To do: Gather every line in the records below that contains the word "tree", and copy each one out in full. Letter case counts.

+-------+

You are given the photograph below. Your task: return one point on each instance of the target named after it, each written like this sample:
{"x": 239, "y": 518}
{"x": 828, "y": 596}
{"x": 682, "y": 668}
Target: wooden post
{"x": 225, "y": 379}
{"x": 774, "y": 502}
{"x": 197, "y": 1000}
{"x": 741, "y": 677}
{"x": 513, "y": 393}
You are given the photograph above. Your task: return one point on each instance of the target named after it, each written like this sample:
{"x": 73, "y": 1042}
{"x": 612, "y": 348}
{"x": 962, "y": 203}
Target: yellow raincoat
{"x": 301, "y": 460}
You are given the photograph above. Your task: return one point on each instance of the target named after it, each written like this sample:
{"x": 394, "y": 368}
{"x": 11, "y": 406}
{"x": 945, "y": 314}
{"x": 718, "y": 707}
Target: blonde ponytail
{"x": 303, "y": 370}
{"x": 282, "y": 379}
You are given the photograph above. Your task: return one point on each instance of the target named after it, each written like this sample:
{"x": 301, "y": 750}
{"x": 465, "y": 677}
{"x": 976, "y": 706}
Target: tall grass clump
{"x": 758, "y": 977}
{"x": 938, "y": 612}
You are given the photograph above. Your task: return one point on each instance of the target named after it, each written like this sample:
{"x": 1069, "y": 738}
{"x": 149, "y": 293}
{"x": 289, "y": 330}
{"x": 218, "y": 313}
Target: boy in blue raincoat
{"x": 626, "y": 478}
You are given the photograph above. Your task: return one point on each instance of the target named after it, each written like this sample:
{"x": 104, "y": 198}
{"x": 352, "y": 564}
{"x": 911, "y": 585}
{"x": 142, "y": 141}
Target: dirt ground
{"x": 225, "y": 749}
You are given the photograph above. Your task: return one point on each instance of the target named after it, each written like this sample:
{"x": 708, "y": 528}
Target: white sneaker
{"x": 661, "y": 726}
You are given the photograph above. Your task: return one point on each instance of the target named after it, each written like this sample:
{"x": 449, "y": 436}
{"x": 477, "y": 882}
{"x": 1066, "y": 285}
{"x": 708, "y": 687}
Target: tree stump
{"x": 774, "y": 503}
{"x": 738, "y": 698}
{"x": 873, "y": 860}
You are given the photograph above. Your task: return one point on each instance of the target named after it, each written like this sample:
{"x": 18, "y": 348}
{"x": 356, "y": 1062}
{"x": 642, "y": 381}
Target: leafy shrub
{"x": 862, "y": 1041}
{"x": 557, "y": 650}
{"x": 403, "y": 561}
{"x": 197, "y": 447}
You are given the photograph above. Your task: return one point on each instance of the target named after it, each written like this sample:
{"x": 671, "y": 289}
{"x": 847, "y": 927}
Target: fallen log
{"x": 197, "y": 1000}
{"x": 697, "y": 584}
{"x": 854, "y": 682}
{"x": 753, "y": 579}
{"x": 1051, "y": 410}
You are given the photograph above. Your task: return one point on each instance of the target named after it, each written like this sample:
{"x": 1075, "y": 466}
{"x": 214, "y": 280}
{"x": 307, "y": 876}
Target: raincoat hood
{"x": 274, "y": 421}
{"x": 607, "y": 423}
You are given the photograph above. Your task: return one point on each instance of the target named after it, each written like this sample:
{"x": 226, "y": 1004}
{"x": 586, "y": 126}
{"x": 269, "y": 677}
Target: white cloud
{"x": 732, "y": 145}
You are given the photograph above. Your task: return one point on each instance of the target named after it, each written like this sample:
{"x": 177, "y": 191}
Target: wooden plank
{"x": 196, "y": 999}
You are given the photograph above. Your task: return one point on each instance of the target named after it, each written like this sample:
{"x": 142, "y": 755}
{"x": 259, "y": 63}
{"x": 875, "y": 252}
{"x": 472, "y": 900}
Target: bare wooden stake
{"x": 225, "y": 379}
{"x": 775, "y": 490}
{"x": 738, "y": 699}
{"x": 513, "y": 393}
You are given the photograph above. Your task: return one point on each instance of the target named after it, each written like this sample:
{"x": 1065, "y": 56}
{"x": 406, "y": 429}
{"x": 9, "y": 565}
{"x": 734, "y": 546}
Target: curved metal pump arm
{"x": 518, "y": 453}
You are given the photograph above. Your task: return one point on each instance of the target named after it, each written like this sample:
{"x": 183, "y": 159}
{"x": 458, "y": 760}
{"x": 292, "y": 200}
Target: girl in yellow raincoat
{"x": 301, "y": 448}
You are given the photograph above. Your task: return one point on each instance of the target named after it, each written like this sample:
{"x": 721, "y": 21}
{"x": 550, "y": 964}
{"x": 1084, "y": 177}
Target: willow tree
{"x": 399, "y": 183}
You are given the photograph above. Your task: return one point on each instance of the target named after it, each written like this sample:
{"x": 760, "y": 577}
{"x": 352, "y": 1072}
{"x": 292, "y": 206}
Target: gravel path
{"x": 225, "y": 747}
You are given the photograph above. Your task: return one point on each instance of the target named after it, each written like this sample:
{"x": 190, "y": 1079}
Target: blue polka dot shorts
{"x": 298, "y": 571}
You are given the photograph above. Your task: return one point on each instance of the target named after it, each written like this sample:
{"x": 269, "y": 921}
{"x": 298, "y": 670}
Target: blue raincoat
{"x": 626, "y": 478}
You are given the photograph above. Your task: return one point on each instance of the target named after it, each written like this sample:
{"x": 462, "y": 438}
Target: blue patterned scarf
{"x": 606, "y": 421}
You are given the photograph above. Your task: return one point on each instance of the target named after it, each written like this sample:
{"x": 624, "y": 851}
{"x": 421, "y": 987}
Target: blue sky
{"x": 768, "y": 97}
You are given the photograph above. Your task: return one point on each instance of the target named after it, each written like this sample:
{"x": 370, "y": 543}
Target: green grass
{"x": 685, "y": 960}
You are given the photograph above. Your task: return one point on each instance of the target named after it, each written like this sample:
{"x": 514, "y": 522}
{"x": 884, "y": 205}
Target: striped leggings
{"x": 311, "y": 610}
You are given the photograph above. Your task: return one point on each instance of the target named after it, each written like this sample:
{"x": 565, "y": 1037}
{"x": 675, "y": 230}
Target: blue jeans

+-------+

Task answer:
Target: tree stump
Target: willow tree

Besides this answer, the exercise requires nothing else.